▶ EXTRACTED TEXT:

════

Luis María Ureta Sáenz Peña (born 30 May 1944) is an Argentine businessman and diplomat. He was the Argentine Ambassador to France since 2007, and formerly headed the operations of Peugeot-Citroën in Argentina.

The great-grandson of former President Luis Sáenz Peña and the great nephew of President Roque Sáenz Peña, Ureta attended secondary school in France and studied law and political science.

Ureta was named chairman of Peugeot-Citroën in Argentina, and chairman of the Association of Car Manufacturers of Argentina (ADEFA). During the 1998–2002 Argentine great depression in 2002, he convinced his parent company to invest 50 million Euros in their El Palomar plant to manufacture the Peugeot 307.

Ureta replaced Eric Calcagno as Ambassador to France in December 2007; Calcagno returned to Argentina to succeed President-elect Cristina Fernández de Kirchner in the Argentine Senate. Governor Felipe Solá reportedly turned down the role before it was offered to Ureta Sáenz Peña. Ureta had himself been offered a role in the government as Industry Secretary which he turned down. The decision to appoint him was confirmed in February 2008.

Ureta Sáenz Peña has received the honours of Chevalier and Officier of the Légion d'honneur and Chevalier of the Ordre national du Mérite. He resigned his post as Ambassador to France in December 2010, citing personal obligations.

════

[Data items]
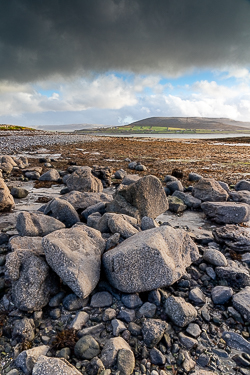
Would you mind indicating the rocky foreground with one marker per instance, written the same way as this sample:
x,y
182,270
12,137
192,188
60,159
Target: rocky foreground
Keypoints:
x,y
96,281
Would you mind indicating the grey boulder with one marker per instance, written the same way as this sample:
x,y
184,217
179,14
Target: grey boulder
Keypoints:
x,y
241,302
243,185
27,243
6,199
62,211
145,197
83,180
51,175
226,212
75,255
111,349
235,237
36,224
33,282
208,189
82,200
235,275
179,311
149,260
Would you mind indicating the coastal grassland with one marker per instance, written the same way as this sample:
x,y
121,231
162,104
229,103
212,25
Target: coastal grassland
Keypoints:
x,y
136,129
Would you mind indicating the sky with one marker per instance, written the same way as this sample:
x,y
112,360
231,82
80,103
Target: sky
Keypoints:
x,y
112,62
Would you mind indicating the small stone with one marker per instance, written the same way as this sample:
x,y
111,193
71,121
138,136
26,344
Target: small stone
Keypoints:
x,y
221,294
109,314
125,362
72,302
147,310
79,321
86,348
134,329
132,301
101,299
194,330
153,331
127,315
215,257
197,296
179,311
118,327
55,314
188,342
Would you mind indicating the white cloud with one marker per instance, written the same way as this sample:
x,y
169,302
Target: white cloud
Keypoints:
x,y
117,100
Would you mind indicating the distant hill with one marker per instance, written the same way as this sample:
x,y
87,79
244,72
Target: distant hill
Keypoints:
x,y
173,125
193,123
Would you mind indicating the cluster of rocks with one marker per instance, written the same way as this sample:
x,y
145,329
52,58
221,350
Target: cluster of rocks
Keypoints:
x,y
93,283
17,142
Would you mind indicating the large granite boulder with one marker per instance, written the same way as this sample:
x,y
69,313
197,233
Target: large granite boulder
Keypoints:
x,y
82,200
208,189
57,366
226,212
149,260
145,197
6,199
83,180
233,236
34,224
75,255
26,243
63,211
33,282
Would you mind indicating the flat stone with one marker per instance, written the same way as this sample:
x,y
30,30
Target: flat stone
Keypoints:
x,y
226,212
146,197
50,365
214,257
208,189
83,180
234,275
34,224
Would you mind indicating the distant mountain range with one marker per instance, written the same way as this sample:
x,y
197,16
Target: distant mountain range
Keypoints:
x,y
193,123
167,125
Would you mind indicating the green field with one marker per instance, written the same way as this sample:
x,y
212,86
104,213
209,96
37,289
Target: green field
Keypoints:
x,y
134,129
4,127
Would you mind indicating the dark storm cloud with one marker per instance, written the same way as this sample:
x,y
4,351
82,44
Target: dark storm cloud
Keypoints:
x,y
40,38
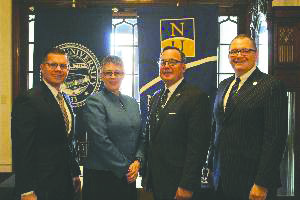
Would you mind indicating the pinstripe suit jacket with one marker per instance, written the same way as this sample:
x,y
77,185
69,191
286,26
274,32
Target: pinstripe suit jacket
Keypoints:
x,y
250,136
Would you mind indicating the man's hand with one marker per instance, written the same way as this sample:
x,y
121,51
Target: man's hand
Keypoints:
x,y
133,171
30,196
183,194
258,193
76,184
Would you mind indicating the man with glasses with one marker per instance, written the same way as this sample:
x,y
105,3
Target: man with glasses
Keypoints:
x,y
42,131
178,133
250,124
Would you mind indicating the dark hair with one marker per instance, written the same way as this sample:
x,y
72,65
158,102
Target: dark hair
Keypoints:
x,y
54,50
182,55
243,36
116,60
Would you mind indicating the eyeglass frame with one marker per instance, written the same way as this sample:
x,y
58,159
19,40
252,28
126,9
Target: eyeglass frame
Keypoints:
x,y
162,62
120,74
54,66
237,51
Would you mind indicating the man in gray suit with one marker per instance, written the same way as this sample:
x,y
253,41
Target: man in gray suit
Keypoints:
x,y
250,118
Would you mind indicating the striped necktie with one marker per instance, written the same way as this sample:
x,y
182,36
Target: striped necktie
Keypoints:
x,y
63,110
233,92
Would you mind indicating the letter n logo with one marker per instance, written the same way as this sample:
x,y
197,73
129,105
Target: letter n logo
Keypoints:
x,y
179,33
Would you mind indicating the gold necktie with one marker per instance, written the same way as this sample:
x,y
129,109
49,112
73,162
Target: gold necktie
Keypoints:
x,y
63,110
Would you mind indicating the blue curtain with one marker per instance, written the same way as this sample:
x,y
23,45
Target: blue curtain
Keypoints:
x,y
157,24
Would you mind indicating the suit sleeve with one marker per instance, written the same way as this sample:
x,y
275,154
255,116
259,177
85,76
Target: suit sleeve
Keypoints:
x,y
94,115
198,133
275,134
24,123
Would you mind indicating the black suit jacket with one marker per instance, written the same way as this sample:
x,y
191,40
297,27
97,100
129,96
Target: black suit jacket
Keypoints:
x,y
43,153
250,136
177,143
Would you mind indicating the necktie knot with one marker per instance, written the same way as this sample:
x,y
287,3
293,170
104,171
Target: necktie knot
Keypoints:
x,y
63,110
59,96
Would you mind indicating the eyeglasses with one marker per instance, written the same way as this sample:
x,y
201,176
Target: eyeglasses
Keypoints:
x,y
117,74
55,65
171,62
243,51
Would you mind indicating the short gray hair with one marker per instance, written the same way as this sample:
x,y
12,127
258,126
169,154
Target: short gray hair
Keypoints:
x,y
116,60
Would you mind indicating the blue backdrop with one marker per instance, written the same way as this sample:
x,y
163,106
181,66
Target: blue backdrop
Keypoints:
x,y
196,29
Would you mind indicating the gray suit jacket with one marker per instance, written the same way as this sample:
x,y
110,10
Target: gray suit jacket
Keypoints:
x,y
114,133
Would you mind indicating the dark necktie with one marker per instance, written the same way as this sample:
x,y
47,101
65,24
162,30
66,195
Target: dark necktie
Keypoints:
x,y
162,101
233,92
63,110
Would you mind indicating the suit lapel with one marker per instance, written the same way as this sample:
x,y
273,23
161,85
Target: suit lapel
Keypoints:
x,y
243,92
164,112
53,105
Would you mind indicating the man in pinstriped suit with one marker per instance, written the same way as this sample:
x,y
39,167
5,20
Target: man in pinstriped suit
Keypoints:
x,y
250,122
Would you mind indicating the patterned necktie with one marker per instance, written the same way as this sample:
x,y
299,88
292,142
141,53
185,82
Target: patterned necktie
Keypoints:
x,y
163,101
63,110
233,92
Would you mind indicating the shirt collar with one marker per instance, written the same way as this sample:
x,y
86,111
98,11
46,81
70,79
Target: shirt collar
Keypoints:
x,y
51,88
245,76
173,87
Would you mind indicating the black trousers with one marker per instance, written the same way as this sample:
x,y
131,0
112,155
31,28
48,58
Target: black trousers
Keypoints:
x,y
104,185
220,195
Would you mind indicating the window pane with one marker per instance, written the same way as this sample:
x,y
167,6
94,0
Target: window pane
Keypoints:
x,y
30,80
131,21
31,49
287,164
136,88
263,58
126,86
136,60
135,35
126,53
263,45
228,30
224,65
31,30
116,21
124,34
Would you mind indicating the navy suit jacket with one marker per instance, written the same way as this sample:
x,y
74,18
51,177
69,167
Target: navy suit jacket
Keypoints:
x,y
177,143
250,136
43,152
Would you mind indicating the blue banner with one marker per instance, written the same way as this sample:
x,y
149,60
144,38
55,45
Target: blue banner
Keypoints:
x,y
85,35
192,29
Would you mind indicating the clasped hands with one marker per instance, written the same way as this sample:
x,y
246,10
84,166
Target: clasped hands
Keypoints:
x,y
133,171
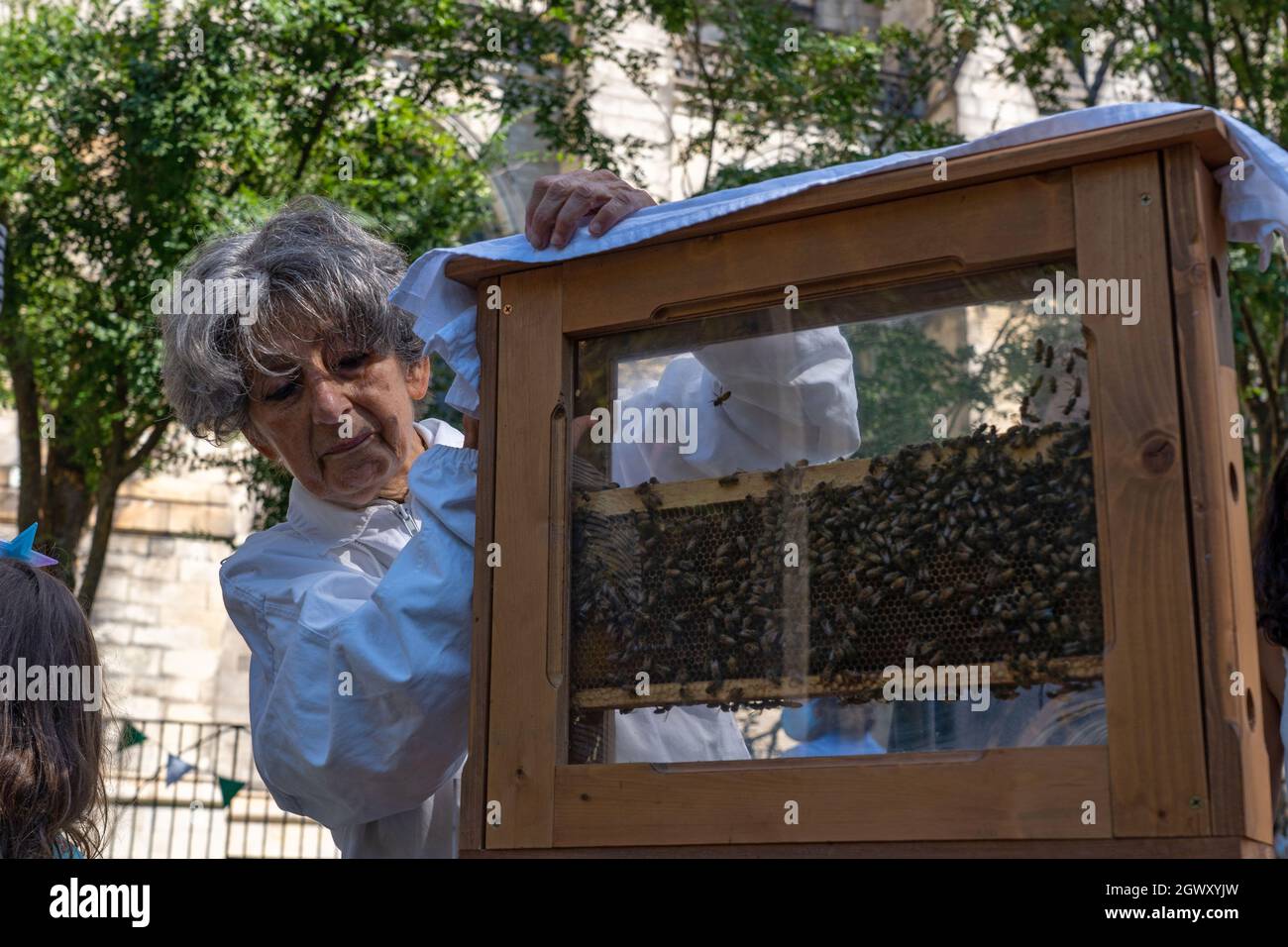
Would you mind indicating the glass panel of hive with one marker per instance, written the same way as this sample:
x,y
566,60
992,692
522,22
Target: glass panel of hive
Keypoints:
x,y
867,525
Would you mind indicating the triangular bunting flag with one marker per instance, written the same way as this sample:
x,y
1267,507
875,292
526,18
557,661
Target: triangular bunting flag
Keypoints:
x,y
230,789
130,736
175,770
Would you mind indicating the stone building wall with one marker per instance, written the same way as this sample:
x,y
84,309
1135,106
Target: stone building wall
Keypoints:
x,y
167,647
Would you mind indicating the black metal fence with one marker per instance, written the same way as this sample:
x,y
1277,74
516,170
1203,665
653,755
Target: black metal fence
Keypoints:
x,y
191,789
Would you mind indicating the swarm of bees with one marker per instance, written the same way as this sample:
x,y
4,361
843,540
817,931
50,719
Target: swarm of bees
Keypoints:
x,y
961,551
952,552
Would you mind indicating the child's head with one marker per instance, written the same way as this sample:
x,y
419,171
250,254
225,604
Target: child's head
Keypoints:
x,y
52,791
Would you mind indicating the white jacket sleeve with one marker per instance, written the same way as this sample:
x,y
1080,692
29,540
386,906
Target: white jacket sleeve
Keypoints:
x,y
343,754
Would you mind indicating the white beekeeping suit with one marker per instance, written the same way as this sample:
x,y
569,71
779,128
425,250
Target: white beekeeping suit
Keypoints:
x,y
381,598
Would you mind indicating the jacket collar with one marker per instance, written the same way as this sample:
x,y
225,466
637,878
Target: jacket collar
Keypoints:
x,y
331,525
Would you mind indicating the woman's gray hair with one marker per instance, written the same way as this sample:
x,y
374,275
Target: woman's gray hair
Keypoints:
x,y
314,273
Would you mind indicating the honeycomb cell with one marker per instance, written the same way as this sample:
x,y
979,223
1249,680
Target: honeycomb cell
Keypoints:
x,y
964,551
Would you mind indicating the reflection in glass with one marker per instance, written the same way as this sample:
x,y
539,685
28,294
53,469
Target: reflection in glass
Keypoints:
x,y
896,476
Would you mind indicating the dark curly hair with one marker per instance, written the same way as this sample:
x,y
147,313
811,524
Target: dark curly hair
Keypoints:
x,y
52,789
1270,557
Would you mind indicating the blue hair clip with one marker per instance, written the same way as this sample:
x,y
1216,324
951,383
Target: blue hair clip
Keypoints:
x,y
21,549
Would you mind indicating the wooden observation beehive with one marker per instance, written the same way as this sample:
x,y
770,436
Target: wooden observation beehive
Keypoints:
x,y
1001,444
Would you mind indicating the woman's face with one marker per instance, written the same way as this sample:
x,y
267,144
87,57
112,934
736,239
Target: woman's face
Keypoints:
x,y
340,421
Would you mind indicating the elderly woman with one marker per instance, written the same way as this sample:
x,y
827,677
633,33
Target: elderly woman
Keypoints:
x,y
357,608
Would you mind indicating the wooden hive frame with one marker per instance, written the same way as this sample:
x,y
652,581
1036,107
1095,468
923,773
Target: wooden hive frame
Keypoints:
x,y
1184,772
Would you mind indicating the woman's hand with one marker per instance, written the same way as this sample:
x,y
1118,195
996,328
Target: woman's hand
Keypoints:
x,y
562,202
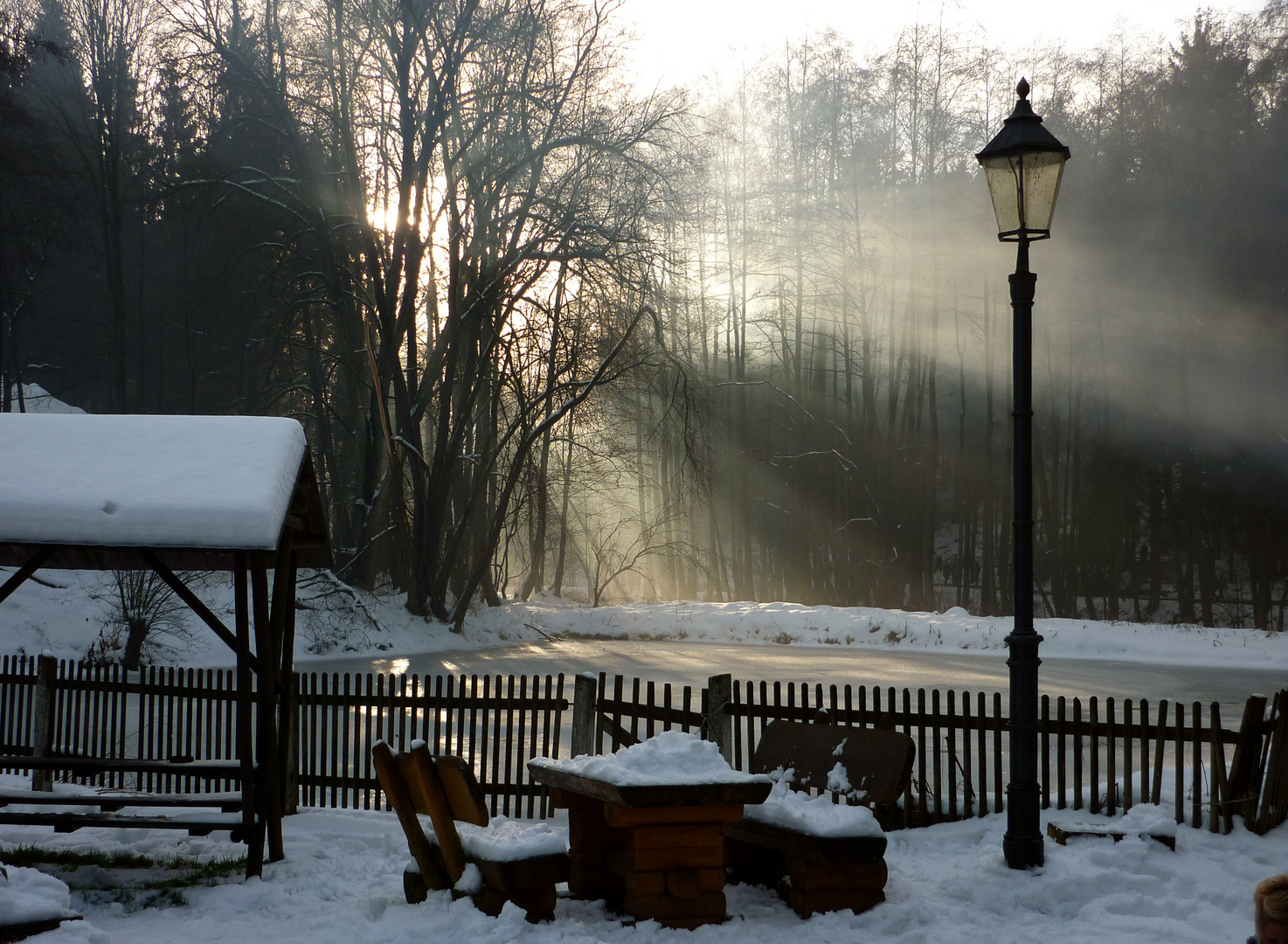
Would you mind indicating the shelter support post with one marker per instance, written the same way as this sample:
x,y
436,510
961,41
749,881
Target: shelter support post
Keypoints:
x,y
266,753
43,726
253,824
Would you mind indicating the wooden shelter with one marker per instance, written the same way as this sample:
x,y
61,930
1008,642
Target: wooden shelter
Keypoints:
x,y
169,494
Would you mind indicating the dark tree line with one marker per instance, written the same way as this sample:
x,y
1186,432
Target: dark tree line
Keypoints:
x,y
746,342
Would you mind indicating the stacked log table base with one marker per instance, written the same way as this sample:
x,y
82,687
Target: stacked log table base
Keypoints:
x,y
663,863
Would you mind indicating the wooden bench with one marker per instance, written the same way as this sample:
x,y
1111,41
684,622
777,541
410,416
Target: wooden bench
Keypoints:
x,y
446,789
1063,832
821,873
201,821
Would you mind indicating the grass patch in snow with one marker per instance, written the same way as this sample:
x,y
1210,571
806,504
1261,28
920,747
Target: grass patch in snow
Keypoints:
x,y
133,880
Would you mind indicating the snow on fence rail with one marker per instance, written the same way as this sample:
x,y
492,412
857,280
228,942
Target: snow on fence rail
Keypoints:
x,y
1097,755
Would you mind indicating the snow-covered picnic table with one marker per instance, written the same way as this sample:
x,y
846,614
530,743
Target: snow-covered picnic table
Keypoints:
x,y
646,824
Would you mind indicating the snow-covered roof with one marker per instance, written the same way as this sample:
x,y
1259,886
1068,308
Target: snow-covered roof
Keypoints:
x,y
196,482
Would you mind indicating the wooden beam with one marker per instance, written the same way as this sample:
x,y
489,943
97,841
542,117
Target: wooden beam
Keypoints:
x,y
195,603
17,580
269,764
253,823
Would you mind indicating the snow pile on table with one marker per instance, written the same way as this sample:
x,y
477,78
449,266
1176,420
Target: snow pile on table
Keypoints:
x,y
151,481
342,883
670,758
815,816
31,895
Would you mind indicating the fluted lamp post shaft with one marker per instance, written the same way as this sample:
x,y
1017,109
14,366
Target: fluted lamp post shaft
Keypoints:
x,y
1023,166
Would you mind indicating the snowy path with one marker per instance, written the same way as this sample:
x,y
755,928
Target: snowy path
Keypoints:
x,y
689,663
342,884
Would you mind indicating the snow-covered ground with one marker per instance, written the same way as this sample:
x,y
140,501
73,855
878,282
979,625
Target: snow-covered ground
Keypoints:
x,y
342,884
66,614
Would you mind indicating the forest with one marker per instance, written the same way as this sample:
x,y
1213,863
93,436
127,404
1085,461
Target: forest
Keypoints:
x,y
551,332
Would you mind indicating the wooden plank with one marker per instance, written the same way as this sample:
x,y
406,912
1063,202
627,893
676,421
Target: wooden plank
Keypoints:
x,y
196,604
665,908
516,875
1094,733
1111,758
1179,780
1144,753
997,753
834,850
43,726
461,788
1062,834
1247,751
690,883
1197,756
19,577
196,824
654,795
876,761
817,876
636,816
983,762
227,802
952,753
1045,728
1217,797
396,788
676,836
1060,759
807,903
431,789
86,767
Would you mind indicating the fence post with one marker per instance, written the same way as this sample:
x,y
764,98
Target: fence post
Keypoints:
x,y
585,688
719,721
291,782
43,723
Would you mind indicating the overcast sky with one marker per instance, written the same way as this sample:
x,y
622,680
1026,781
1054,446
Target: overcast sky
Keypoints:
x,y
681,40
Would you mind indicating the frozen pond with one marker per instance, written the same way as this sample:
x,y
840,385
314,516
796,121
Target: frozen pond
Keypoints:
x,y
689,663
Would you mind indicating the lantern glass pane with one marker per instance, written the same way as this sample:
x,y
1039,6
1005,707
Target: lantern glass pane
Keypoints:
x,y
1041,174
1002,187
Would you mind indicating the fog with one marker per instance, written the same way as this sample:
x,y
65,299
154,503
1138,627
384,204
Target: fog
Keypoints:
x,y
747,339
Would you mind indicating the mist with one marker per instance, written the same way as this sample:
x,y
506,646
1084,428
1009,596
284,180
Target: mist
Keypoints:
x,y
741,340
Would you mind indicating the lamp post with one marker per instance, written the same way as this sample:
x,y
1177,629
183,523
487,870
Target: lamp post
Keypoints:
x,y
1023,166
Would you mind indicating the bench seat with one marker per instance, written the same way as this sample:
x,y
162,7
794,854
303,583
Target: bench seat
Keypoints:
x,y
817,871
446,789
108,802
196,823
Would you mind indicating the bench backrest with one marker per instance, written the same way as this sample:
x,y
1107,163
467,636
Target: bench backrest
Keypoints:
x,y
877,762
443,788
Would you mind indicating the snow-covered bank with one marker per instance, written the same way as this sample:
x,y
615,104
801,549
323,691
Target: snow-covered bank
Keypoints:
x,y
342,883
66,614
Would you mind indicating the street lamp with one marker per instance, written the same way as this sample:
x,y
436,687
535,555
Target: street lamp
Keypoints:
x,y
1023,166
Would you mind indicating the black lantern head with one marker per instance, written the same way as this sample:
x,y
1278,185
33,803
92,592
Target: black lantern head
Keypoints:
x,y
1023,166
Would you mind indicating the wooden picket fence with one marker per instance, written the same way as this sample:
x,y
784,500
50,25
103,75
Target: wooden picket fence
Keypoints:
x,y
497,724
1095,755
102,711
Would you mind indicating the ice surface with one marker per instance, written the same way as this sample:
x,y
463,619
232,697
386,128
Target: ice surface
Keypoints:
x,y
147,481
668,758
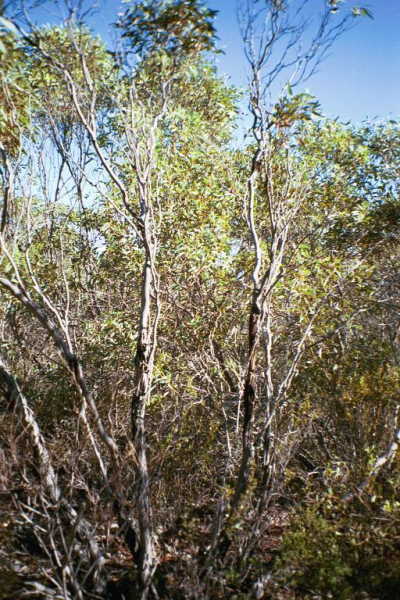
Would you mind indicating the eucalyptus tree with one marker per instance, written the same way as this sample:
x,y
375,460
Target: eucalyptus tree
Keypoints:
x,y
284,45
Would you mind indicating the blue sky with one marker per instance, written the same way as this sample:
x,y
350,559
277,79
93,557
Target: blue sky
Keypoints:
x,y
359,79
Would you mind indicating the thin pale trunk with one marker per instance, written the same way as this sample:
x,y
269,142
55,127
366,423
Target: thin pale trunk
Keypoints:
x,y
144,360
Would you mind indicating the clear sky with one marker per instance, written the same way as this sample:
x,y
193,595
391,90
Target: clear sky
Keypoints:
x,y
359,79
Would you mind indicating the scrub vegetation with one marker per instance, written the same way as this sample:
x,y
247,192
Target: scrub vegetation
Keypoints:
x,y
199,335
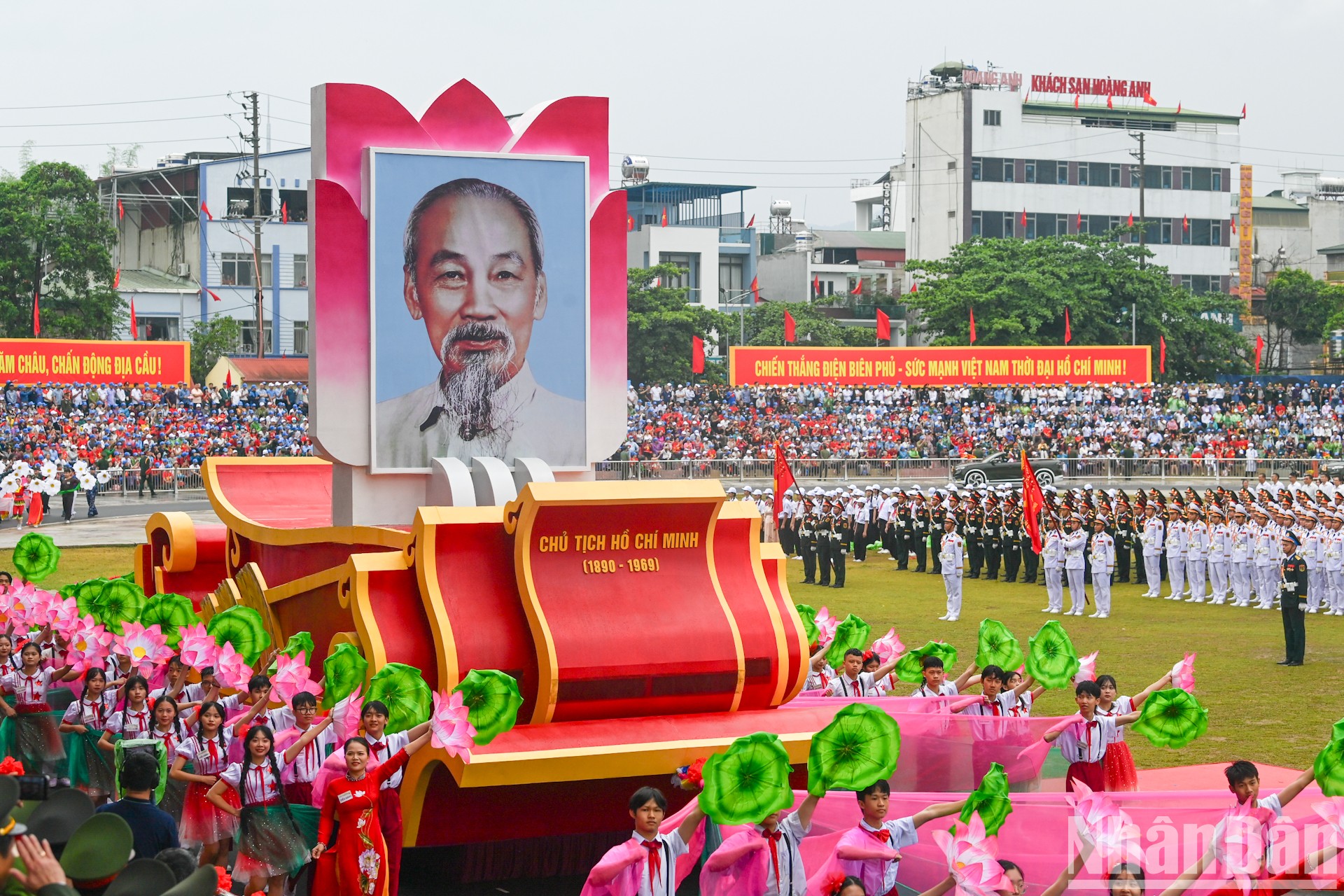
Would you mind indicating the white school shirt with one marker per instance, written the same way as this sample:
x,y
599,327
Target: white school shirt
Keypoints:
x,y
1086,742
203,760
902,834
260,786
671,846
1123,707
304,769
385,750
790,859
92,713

════

▶ EXERCISE INSTRUCTIONS:
According to the biography of Luis María Ureta Sáenz Peña, whom did he replace as Argentina's Ambassador to France?

▶ RESPONSE TO THIS TASK:
Eric Calcagno